### [The problem]
Nothing in the records should be changed in the copy, though the pictures must be left out.

☆ ☆ ☆ ☆

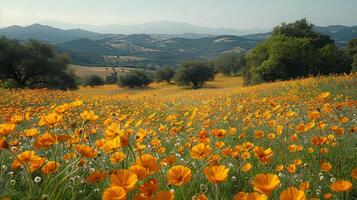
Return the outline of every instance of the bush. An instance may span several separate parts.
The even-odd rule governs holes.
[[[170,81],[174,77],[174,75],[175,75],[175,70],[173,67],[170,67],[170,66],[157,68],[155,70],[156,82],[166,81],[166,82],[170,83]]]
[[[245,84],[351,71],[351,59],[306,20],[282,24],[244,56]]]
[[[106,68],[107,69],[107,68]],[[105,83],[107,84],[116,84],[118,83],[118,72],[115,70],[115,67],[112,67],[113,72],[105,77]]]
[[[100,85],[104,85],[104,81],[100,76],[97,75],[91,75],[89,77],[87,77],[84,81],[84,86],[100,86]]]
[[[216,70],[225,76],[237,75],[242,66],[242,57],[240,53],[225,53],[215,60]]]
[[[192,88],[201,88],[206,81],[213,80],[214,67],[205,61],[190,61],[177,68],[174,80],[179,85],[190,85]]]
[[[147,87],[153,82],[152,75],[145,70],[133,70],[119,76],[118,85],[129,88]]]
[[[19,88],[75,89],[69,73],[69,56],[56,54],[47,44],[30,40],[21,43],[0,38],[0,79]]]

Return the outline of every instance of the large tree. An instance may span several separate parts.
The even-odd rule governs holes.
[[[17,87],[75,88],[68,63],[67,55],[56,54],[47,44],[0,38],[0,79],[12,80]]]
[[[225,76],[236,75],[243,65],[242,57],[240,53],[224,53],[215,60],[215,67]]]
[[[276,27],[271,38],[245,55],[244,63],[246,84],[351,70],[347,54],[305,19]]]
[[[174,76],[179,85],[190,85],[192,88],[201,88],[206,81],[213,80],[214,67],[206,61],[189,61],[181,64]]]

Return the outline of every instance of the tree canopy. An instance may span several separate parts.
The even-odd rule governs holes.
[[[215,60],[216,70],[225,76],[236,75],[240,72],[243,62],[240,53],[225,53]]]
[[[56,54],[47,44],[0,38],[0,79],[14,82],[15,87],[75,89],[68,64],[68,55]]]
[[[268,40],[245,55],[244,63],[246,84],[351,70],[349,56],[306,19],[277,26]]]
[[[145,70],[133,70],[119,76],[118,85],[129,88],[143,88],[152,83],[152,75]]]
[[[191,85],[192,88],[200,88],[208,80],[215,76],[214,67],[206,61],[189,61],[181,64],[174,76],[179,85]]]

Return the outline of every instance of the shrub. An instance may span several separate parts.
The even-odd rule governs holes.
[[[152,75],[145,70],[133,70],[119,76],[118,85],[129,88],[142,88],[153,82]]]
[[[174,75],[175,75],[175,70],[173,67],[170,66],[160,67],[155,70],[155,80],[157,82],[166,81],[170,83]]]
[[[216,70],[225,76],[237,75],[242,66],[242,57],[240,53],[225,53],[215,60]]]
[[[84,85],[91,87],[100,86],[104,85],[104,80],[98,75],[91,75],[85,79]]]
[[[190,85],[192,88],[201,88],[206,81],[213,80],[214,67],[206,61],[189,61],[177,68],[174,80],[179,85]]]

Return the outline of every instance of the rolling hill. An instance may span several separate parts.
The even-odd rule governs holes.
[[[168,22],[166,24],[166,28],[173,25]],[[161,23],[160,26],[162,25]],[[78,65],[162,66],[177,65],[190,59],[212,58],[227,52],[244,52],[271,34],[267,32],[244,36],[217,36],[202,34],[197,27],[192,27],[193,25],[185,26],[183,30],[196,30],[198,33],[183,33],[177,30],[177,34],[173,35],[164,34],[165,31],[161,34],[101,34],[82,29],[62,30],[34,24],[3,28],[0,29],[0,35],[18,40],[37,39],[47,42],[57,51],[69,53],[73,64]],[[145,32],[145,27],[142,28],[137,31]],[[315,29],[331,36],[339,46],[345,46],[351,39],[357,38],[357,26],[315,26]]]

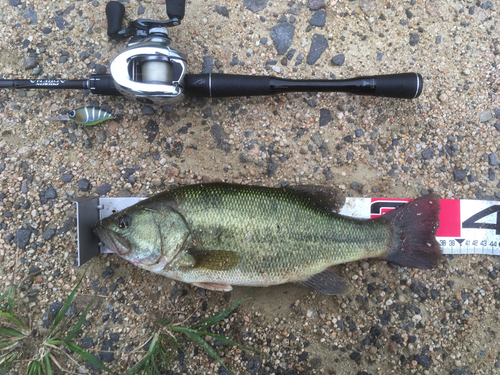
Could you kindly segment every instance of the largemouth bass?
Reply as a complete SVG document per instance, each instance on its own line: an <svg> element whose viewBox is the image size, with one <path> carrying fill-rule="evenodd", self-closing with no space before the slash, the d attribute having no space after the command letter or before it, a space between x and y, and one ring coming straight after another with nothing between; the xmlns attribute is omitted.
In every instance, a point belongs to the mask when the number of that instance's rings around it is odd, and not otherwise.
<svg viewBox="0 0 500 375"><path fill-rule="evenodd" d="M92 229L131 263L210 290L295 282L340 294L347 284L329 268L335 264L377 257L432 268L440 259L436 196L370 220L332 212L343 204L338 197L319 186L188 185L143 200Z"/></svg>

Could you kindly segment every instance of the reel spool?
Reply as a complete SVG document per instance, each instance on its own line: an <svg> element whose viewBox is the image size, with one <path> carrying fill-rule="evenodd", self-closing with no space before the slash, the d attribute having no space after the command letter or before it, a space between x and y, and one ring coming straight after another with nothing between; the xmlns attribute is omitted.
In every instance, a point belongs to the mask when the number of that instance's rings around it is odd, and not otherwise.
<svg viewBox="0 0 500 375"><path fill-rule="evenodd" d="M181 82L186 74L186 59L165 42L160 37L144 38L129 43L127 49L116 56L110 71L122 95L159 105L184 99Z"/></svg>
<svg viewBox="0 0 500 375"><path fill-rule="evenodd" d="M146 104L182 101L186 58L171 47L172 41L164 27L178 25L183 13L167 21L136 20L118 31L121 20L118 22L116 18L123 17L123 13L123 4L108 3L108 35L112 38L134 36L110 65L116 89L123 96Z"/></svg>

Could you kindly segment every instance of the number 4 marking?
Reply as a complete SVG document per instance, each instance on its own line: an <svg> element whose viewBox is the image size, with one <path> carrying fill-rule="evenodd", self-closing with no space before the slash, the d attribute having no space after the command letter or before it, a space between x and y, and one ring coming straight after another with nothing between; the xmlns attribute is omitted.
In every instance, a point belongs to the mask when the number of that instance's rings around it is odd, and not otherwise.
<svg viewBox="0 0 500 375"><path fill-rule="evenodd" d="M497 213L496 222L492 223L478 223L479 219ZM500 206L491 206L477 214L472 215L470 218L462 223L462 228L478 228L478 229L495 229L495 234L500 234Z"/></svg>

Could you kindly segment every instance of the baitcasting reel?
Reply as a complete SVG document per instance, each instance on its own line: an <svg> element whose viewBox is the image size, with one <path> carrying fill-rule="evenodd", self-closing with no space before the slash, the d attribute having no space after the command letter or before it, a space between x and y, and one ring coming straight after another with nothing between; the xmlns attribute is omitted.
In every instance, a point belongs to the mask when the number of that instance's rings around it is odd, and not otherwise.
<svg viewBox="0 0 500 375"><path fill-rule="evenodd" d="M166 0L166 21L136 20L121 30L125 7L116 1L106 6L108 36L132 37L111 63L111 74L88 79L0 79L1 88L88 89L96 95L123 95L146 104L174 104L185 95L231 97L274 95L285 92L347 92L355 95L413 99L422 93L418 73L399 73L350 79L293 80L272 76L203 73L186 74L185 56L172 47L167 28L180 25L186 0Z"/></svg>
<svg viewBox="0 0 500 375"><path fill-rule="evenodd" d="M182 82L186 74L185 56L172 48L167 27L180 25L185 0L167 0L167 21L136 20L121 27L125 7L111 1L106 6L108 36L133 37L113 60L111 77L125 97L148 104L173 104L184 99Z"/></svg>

☆ ☆ ☆ ☆

### [Task result]
Return the outline of every instance of the bush. An instance may span several separate parts.
The even-odd rule governs holes.
[[[170,81],[174,77],[174,75],[175,75],[175,70],[173,67],[170,67],[170,66],[157,68],[155,70],[156,82],[166,81],[166,82],[170,83]]]
[[[245,84],[351,71],[351,59],[306,20],[282,24],[244,56]]]
[[[106,68],[107,69],[107,68]],[[105,83],[107,84],[116,84],[118,83],[118,72],[115,70],[115,67],[112,67],[113,72],[105,77]]]
[[[100,85],[104,85],[104,81],[100,76],[97,75],[91,75],[89,77],[87,77],[84,81],[84,86],[100,86]]]
[[[216,70],[225,76],[237,75],[242,66],[242,57],[240,53],[225,53],[215,60]]]
[[[192,88],[201,88],[206,81],[213,80],[214,67],[205,61],[190,61],[177,68],[174,80],[179,85],[190,85]]]
[[[147,87],[153,82],[152,75],[145,70],[133,70],[119,76],[118,85],[129,88]]]
[[[19,88],[75,89],[69,73],[69,56],[56,54],[47,44],[30,40],[21,43],[0,38],[0,79]]]

Return the outline of every instance of the large tree. An instance may span several separate parts.
The even-odd rule governs holes.
[[[17,87],[75,88],[68,63],[67,55],[56,54],[47,44],[0,38],[0,79],[12,80]]]
[[[225,76],[236,75],[243,65],[242,57],[240,53],[224,53],[215,60],[215,67]]]
[[[276,27],[271,38],[245,55],[244,63],[246,84],[351,70],[347,54],[305,19]]]
[[[174,76],[179,85],[190,85],[192,88],[201,88],[206,81],[213,80],[214,67],[206,61],[189,61],[181,64]]]

Return the outline of every instance of the tree canopy. An instance may span several separate parts.
The even-odd rule governs holes.
[[[215,60],[216,70],[225,76],[236,75],[240,72],[243,62],[240,53],[225,53]]]
[[[56,54],[47,44],[0,38],[0,79],[14,82],[15,87],[75,89],[68,64],[68,55]]]
[[[268,40],[245,55],[244,63],[246,84],[351,70],[349,56],[306,19],[277,26]]]
[[[145,70],[133,70],[119,76],[118,85],[129,88],[143,88],[152,83],[152,75]]]
[[[191,85],[192,88],[200,88],[208,80],[215,76],[214,67],[206,61],[189,61],[181,64],[174,76],[179,85]]]

Return the outline of every instance of the shrub. An instance may span several separate parts.
The even-odd rule governs holes.
[[[152,75],[145,70],[133,70],[119,76],[118,85],[129,88],[142,88],[153,82]]]
[[[174,75],[175,75],[175,70],[173,67],[170,66],[160,67],[155,70],[155,80],[157,82],[166,81],[170,83]]]
[[[216,70],[225,76],[237,75],[242,66],[242,57],[240,53],[225,53],[215,60]]]
[[[84,85],[91,87],[100,86],[104,85],[104,80],[98,75],[91,75],[85,79]]]
[[[190,85],[192,88],[201,88],[206,81],[213,80],[214,67],[206,61],[189,61],[177,68],[174,80],[179,85]]]

Return the outline of every instance of the rolling hill. An instance may span several separate parts.
The even-odd rule governs holes.
[[[168,22],[166,24],[166,28],[173,25]],[[161,23],[160,26],[162,25]],[[78,65],[162,66],[177,65],[190,59],[212,58],[227,52],[244,52],[271,34],[267,32],[244,36],[217,36],[202,34],[197,27],[192,27],[193,25],[185,26],[183,30],[196,30],[198,33],[183,33],[177,30],[177,34],[173,35],[164,34],[165,31],[161,34],[101,34],[82,29],[62,30],[34,24],[3,28],[0,29],[0,35],[18,40],[37,39],[47,42],[57,51],[69,53],[73,64]],[[145,32],[145,27],[142,28],[137,31]],[[315,29],[331,36],[339,46],[345,46],[351,39],[357,38],[357,26],[315,26]]]

Could you kindly segment every instance of the largemouth bass?
Reply as a complete SVG document per instance, each instance on its own line: an <svg> element whose viewBox is the image size, with one <path> carrying fill-rule="evenodd", self-closing with no space before the slash, the d attribute having no space after the command letter or before it, a space between x and y, and one ring coming straight after another with nothing between; the xmlns attribute is omitted.
In every instance, a point belongs to the mask when the number of that instance's rings around it is odd, and not otherwise.
<svg viewBox="0 0 500 375"><path fill-rule="evenodd" d="M92 229L131 263L210 290L295 282L340 294L347 284L329 268L335 264L377 257L432 268L440 259L436 196L370 220L332 212L343 204L338 197L319 186L188 185L143 200Z"/></svg>

Could you kindly segment every instance of the reel spool?
Reply as a complete SVG document per instance, each instance on its own line: an <svg> element whose viewBox is the image size, with one <path> carrying fill-rule="evenodd", self-closing with no space before the slash, the d attribute having no space after the command letter or before it, a space between x and y, and one ring coming straight after another with nothing between; the xmlns attribute is omitted.
In every instance, a point belongs to the mask when the number of that instance's rings around it is odd, and not otherwise.
<svg viewBox="0 0 500 375"><path fill-rule="evenodd" d="M181 82L186 74L186 59L165 42L160 37L144 38L129 43L127 49L116 56L110 71L122 95L159 105L184 99Z"/></svg>
<svg viewBox="0 0 500 375"><path fill-rule="evenodd" d="M146 104L182 101L186 58L171 47L172 41L164 27L178 25L183 13L167 21L136 20L118 31L121 20L118 22L116 18L123 17L123 13L123 4L108 3L108 35L112 38L134 36L110 65L116 89L123 96Z"/></svg>

Could you kindly segment every instance of the number 4 marking?
Reply as a complete SVG document per instance, each instance on its own line: an <svg> element whose viewBox is the image size, with one <path> carrying fill-rule="evenodd", self-closing with no space before the slash, the d attribute having no space after the command letter or before it, a space between x and y, and one ring coming straight after another with nothing between; the xmlns attribute is omitted.
In every instance, a point belongs to the mask when the number of that instance's rings around it is odd, and not otherwise.
<svg viewBox="0 0 500 375"><path fill-rule="evenodd" d="M497 213L496 222L492 223L478 223L479 219ZM500 206L491 206L477 214L472 215L470 218L462 223L462 228L478 228L478 229L495 229L495 234L500 234Z"/></svg>

Could you kindly segment every instance of the baitcasting reel?
Reply as a complete SVG document per instance, each instance on its own line: an <svg> element whose viewBox is the image size, with one <path> carrying fill-rule="evenodd", self-closing with no space before the slash, the d attribute having no space after the command letter or before it, a space between x and y, and one ring coming straight after another with nothing between; the xmlns attribute is omitted.
In every instance, a point belongs to the mask when the number of that instance's rings around it is odd, and not otherwise.
<svg viewBox="0 0 500 375"><path fill-rule="evenodd" d="M166 0L166 21L136 20L121 30L125 7L116 1L106 6L108 36L132 37L111 63L111 74L88 79L0 79L1 88L88 89L96 95L123 95L146 104L174 104L185 95L231 97L274 95L285 92L347 92L355 95L413 99L422 93L418 73L399 73L350 79L293 80L272 76L203 73L186 74L185 56L172 47L167 28L180 25L186 0Z"/></svg>
<svg viewBox="0 0 500 375"><path fill-rule="evenodd" d="M182 82L186 74L185 56L172 48L167 27L180 25L185 0L167 0L167 21L136 20L121 27L125 7L111 1L106 6L108 36L133 37L113 60L111 77L125 97L148 104L173 104L184 99Z"/></svg>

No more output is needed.